begin Listed records

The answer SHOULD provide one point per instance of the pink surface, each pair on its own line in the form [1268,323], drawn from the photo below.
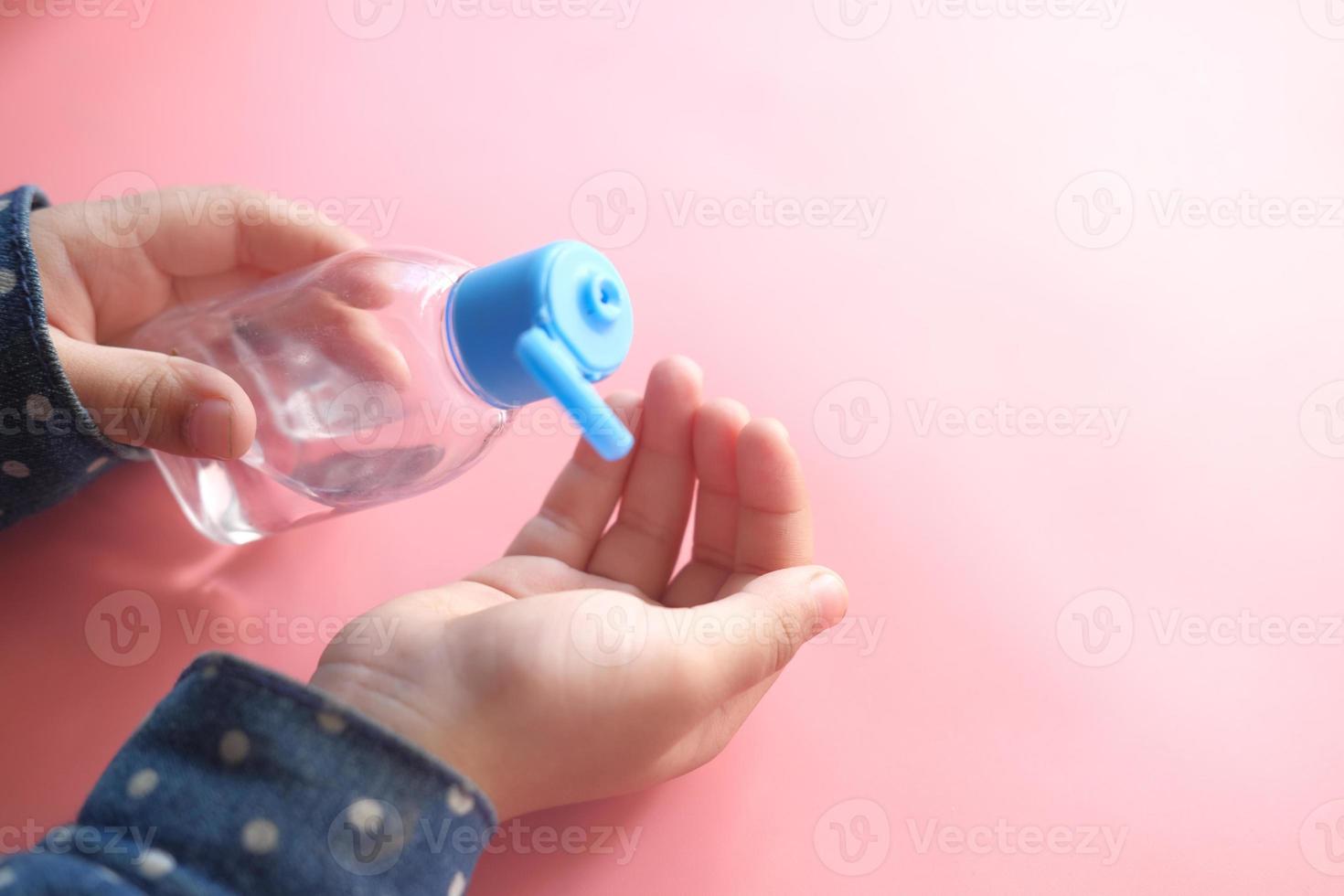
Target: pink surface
[1027,669]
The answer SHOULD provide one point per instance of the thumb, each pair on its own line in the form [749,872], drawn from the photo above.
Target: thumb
[761,627]
[155,400]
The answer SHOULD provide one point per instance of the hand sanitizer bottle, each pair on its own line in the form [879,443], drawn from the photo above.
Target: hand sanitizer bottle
[382,374]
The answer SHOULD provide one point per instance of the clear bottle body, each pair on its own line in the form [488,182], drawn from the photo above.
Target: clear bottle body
[359,400]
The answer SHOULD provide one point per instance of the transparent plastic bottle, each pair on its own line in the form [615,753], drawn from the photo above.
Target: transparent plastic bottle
[382,374]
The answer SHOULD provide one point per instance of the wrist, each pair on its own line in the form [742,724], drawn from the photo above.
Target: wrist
[383,699]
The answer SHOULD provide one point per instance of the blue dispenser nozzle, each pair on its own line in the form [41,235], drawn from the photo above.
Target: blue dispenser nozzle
[548,323]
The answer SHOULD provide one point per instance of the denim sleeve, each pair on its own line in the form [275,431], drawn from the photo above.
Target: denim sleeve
[245,782]
[50,446]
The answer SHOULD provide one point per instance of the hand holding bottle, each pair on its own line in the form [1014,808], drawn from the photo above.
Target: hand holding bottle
[105,272]
[582,664]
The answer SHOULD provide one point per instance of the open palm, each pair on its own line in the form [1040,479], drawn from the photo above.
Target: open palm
[583,663]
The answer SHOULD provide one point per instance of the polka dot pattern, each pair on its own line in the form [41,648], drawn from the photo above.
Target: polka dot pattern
[460,801]
[143,784]
[155,864]
[261,836]
[37,407]
[366,815]
[319,755]
[17,469]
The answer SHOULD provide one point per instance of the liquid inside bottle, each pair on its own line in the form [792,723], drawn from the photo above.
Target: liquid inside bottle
[380,374]
[357,397]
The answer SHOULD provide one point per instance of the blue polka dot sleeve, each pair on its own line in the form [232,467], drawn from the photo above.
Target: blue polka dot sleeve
[245,782]
[50,446]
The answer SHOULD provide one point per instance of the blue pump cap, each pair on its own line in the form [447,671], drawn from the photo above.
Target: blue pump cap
[548,323]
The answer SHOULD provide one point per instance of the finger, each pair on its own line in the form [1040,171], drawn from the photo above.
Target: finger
[154,400]
[712,554]
[581,501]
[763,627]
[528,577]
[774,523]
[644,543]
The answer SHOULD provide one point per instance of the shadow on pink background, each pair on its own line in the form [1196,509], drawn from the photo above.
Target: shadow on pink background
[1072,440]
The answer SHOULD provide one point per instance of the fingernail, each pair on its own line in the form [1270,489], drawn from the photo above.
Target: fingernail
[832,597]
[210,429]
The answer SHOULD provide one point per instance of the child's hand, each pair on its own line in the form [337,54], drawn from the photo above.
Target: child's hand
[105,272]
[578,667]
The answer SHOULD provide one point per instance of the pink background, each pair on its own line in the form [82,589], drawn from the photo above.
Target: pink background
[955,699]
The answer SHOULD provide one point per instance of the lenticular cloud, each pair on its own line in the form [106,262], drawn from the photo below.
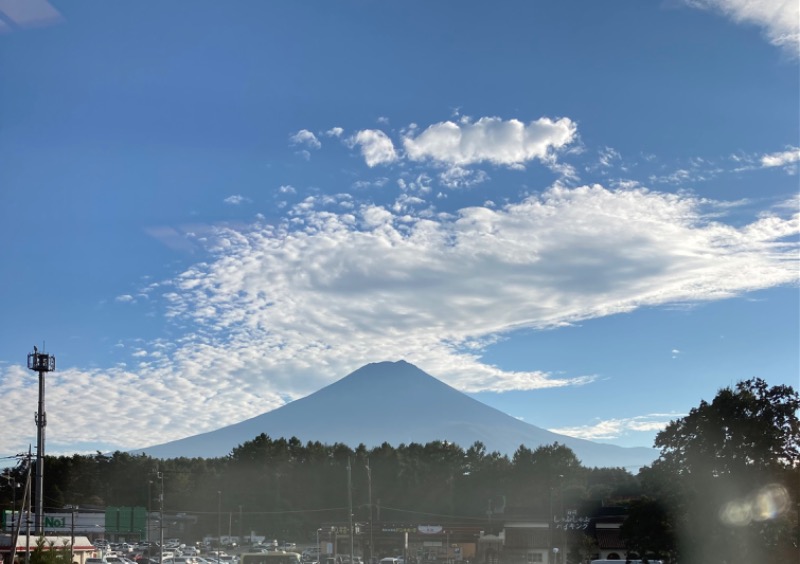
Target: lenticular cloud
[345,285]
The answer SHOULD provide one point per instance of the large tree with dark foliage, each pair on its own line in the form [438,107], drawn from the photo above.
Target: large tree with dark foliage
[728,477]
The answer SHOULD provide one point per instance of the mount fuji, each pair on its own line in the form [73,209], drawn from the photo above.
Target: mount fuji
[396,402]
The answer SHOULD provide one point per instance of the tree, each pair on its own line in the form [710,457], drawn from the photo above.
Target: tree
[719,462]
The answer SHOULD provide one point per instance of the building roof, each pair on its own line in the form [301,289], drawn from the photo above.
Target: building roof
[609,538]
[82,543]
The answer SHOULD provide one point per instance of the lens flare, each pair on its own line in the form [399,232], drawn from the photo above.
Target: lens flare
[767,503]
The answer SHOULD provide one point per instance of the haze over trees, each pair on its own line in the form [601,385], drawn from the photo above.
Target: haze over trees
[724,489]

end Listed records

* **Exercise**:
Copy every item above word for word, leaving out the pictures.

* **Right answer**:
The answer SHOULD provide one point per instance of the pink surface, each pair on its own line in the form [1268,323], drawn from the photo below.
Target: pink surface
[1027,669]
The answer SHOULD provide one point per instance of the thumb, each pair on its own line in the form [749,872], drawn from the photo above.
Target: thumb
[761,627]
[155,400]
The answer SHOULD provide one point per instance of the hand sanitizer bottle, each pair on its own line in the form [879,443], drawn from the photo above.
Target: hand sanitizer bottle
[382,374]
The answer SHOULD provide one point per instance of the clear bottle body, each pair on its own line in the form [488,182], drawn from the photo above.
Target: clear bottle body
[359,400]
The answer SHOULD provide one point per instance of the transparent plastic bottle, each pair on its own line in the form [615,753], drawn from the photo above.
Target: transparent plastic bottle
[382,374]
The answer SHOULD provide one point per instance of the wrist, each pair on its own line in the form [742,724], drawn from the photo above.
Target: wrist
[383,699]
The answer SHOULD provide one point per instance of the blue dispenser nozzle, each pair on its own line in the form [41,235], drawn from the photo above.
Target: blue dispenser nozzle
[548,323]
The answer SHOULD provide one point per instance of the denim sleeve, each pair on its own line in the form [275,431], drawn from the photo above.
Target: denim sleeve
[245,782]
[50,446]
The answer SHOULD provide one point per instance of the hand holding bottle, each pair on its own line in the form [1014,808], drawn from the photo above.
Target: hand holding bottle
[105,272]
[582,664]
The answer SHOULD provide one point per instance of the open palm, each pair on its own line in the form [1040,479], drawn from the photo above.
Target: open palm
[583,663]
The answer SHOULD provide one point per instance of the polka dot pattern, each pair on its own line in the form [41,648], drawn from the photo above.
Target: polka dot pattern
[460,801]
[143,784]
[155,864]
[261,836]
[37,407]
[366,815]
[319,755]
[17,469]
The answer SHOULD provide one point per instance of the liquid inside bottle, each pair on its own line in the form [792,723], drawn from the photo above.
Target: liquid inside bottle
[380,374]
[357,397]
The answer SHOULD provide one point per instance of the blue polka dot sleeve, each pair on its own line in the form [232,467], drawn from the photo above.
Target: blue polka dot sleeve
[245,782]
[50,446]
The answer SHOULD provide one point per instance of the blue pump cap, each pair on its own line in the form [447,671], drawn from the photo above.
Target: blue pump cap
[548,323]
The answer SHOULD provide one point per instance of the finger, each pair on its own line in the form [1040,171], drawn from the photo above.
Target: finger
[154,400]
[712,554]
[581,501]
[763,627]
[528,577]
[774,523]
[644,543]
The answer SHOULD provide one point per instance of the shadow on pink background, each pair on its own line in the form [1196,509], drawn from the photo above.
Target: shadow on pink background
[1072,440]
The answer SHOULD provide one point per instance of the fingernail, each pair on its own line in the form [1270,489], drawn from the photo above.
Target: fingernail
[832,597]
[210,429]
The answer SHOULD provide one point per instance of the child's hand, each pair on its own line in the form [337,54], drawn from the photo above.
Target: child's hand
[105,272]
[578,667]
The answer SHOULD provide one point per instance of the pink background, each pair on its own line in the form [82,589], drawn from the photo above.
Target: pink background
[955,699]
The answer SHOULD provide one point per instance of the lenticular cloud, each pair on its own line in the form [106,262], drawn from the photo below.
Target: lenticular cloud
[345,285]
The answer SHOULD provide one point per instance of the large tree with dark foliage, each pair on its own line in the form [438,107], drawn from the photo above.
Target: large tree with dark foliage
[728,477]
The answer SHOULD provide one point per instance of the mount fuji, each pair on its own line in the form [73,209], drawn from the photo above.
Target: mount fuji
[396,402]
The answer SHOULD provide one point per instance of the tree, each pair on its own line in the form [710,457], drawn from the photo above.
Target: tree
[719,462]
The answer SHOULD provide one point per instance of the building roof, each pair on its own line in the form [301,289], drawn from the photo above.
Target: building roof
[609,538]
[82,543]
The answer SHOULD provide one point per instance of the lens flare, each pair on its own line in the form [399,232], drawn from the photo above.
Target: lens flare
[767,503]
The answer SHOULD provide one point per instance of the haze over trees, each pair on its own line in the form [601,385], drawn from the photo above.
Target: haze over trees
[724,489]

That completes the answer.